━━ Material for this task ━━
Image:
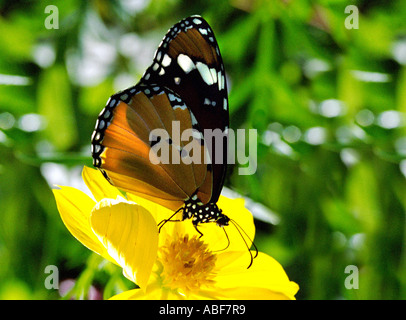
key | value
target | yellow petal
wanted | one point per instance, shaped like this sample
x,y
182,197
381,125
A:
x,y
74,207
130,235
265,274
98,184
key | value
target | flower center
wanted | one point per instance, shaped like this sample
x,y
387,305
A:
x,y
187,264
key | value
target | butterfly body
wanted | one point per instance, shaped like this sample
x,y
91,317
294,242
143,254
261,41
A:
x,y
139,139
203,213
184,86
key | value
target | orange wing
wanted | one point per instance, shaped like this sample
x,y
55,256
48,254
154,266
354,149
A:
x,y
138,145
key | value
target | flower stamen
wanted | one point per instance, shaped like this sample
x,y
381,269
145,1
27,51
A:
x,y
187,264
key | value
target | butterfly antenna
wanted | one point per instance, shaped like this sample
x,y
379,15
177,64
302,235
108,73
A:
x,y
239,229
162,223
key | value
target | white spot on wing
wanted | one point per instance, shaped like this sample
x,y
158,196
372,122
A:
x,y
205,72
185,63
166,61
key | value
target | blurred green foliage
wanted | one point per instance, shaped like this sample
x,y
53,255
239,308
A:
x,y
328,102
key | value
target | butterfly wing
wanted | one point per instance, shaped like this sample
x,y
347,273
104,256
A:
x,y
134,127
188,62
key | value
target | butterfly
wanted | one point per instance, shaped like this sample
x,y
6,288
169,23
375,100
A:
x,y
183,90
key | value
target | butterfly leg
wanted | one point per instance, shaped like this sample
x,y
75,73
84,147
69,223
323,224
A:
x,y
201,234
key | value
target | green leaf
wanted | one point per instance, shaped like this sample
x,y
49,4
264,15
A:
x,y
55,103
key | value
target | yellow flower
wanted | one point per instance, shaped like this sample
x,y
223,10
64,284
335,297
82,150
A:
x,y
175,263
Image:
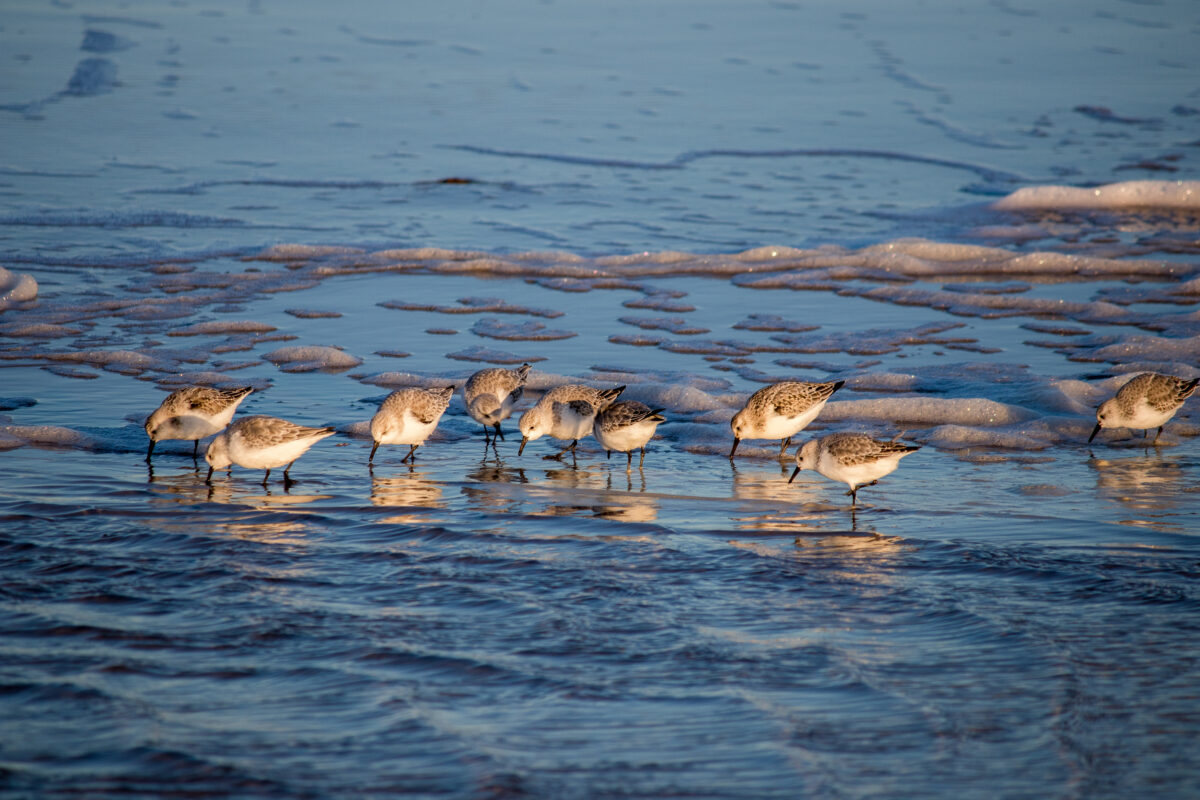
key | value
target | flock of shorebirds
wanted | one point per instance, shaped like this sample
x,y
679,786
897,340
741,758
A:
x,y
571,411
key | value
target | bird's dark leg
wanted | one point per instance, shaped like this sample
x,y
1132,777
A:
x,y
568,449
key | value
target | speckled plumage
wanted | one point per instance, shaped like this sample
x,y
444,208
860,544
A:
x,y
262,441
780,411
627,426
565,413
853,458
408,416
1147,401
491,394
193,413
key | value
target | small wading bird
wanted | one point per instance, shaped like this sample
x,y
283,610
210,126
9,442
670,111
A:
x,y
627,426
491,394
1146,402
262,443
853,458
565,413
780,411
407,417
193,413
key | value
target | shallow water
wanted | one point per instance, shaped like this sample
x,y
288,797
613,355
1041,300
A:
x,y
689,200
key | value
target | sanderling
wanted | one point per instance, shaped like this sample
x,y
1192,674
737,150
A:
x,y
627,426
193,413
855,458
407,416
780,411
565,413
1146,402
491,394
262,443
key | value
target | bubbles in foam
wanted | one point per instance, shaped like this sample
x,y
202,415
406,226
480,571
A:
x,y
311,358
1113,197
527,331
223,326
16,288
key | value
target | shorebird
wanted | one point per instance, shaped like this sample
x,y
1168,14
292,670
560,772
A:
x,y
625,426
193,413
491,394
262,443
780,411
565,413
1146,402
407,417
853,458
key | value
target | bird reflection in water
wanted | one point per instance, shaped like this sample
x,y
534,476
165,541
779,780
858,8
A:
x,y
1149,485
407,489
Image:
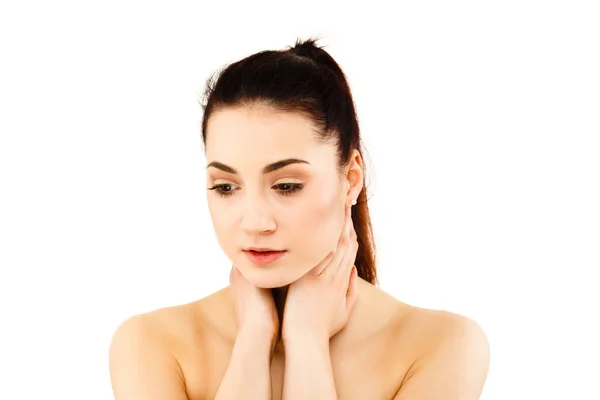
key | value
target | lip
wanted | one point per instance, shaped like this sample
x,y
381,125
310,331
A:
━━━
* [Work instructions]
From the records above, return each line where "butterfly" occurs.

* [Exercise answer]
target | butterfly body
target | butterfly antenna
target | butterfly wing
target | butterfly
target | butterfly leg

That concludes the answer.